Brief
Transcribe the records that follow, keeping every word as it stands.

Material provided
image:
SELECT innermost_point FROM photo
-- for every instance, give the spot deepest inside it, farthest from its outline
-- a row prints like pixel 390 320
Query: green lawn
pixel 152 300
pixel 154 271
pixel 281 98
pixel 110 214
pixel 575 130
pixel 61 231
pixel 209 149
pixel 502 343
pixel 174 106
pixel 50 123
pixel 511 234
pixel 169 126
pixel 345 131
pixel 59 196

Exercise response
image:
SELECT innermost_point FROM photo
-- for every instance, give the spot deepest inside it, farthest from its outline
-- a row prints like pixel 390 320
Query: green lawn
pixel 152 300
pixel 154 271
pixel 281 98
pixel 110 214
pixel 575 130
pixel 61 231
pixel 209 149
pixel 502 343
pixel 174 106
pixel 50 123
pixel 511 234
pixel 169 126
pixel 345 131
pixel 59 196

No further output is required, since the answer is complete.